Take the line that contains "target | overcast sky" as the first and the last line of the material as the final one; set down exactly the lines in that span.

Stored entries:
______
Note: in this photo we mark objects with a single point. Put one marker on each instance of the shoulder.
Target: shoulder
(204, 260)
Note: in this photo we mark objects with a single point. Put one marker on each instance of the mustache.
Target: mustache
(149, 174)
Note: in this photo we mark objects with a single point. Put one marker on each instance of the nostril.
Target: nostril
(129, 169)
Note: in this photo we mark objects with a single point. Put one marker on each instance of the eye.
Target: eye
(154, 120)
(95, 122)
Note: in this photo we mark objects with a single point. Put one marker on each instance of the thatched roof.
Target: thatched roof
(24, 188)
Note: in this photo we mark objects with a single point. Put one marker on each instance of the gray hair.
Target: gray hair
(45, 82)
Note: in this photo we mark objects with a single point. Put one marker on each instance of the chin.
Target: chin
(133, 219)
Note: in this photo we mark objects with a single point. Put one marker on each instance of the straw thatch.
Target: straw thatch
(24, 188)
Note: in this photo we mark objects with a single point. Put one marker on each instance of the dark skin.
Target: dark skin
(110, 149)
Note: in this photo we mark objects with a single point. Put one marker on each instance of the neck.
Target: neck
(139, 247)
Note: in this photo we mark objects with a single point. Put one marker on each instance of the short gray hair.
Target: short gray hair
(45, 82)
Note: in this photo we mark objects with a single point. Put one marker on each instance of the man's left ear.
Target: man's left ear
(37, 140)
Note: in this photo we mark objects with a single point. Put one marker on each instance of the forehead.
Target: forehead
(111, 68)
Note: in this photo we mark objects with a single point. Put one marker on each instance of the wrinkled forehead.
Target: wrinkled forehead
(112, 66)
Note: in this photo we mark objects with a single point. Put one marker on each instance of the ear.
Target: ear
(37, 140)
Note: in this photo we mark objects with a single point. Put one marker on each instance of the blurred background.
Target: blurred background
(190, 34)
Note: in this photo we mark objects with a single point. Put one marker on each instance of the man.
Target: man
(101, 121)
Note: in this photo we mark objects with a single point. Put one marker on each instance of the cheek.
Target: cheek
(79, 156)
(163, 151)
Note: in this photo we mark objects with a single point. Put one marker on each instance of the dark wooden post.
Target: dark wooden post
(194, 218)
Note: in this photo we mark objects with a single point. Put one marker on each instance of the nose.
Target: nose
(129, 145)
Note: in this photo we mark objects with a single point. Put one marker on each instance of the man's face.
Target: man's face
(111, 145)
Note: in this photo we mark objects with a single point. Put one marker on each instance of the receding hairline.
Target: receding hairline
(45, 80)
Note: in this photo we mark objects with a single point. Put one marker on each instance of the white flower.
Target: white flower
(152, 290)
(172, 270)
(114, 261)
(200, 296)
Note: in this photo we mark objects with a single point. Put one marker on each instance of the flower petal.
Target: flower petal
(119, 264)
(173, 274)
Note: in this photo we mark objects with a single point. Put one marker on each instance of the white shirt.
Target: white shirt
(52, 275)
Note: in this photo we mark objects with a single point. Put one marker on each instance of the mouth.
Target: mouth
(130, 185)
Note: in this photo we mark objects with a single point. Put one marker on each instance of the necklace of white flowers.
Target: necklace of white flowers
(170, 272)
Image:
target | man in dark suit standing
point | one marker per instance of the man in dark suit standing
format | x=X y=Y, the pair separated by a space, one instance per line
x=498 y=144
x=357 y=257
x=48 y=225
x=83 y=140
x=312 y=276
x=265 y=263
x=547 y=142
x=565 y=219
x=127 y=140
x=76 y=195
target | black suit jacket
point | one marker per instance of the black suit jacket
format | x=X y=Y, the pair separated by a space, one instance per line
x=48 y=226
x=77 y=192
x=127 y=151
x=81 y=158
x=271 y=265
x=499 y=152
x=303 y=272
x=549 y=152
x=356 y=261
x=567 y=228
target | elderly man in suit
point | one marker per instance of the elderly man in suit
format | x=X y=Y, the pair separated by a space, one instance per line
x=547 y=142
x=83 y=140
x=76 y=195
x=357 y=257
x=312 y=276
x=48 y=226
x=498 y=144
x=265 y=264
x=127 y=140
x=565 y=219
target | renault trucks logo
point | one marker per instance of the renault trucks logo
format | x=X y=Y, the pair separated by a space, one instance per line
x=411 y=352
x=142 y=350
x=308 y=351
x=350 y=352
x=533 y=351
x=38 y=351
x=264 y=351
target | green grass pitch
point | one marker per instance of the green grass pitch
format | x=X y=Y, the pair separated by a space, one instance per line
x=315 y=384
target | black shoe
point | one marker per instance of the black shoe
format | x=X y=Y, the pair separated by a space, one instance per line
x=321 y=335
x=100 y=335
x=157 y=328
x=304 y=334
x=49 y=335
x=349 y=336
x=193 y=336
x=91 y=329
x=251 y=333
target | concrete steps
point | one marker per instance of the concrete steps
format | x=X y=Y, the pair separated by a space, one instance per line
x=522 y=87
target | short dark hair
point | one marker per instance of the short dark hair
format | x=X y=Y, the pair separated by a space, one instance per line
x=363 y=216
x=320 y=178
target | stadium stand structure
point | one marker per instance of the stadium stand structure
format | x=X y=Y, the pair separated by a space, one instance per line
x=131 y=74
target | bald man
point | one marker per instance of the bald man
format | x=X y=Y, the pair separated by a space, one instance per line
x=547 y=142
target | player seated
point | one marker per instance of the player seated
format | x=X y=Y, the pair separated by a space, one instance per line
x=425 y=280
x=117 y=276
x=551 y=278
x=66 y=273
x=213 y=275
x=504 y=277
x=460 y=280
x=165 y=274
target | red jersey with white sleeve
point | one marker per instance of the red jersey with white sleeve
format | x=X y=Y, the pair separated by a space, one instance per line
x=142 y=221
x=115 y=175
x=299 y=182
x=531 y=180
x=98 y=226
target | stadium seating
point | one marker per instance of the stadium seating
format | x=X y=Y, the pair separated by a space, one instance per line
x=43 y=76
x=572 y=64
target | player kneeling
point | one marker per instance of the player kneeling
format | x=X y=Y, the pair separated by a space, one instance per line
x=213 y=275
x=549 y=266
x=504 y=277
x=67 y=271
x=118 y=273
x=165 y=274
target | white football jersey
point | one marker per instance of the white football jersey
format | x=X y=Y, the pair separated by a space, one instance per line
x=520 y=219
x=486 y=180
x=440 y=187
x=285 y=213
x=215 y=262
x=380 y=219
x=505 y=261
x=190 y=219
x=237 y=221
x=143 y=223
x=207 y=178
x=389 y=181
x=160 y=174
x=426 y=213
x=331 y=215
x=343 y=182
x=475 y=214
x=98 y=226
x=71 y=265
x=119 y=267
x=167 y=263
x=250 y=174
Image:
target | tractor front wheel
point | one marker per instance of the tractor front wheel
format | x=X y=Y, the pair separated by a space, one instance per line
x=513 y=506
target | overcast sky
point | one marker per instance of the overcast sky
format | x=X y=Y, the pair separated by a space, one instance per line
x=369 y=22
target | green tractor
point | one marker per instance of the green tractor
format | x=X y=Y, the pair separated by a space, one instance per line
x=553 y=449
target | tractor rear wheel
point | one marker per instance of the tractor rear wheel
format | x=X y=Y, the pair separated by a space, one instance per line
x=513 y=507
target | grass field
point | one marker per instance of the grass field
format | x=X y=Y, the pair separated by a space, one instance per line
______
SOLUTION FOR THIS PROBLEM>
target | overcast sky
point | one marker per instance of the overcast sky
format | x=X y=Y, the pair separated by a space, one instance per line
x=369 y=22
target | green tractor
point | one marker per instance of the green tractor
format | x=X y=Y, the pair separated by a space, one instance per line
x=553 y=449
target | tractor rear wheel
point | one marker per instance of the tractor rear wheel
format | x=X y=Y, the pair separated by a space, one instance per line
x=513 y=507
target | grass field
point | one marker per instance of the grass field
format | x=X y=Y, the pair separated by a space, one instance per line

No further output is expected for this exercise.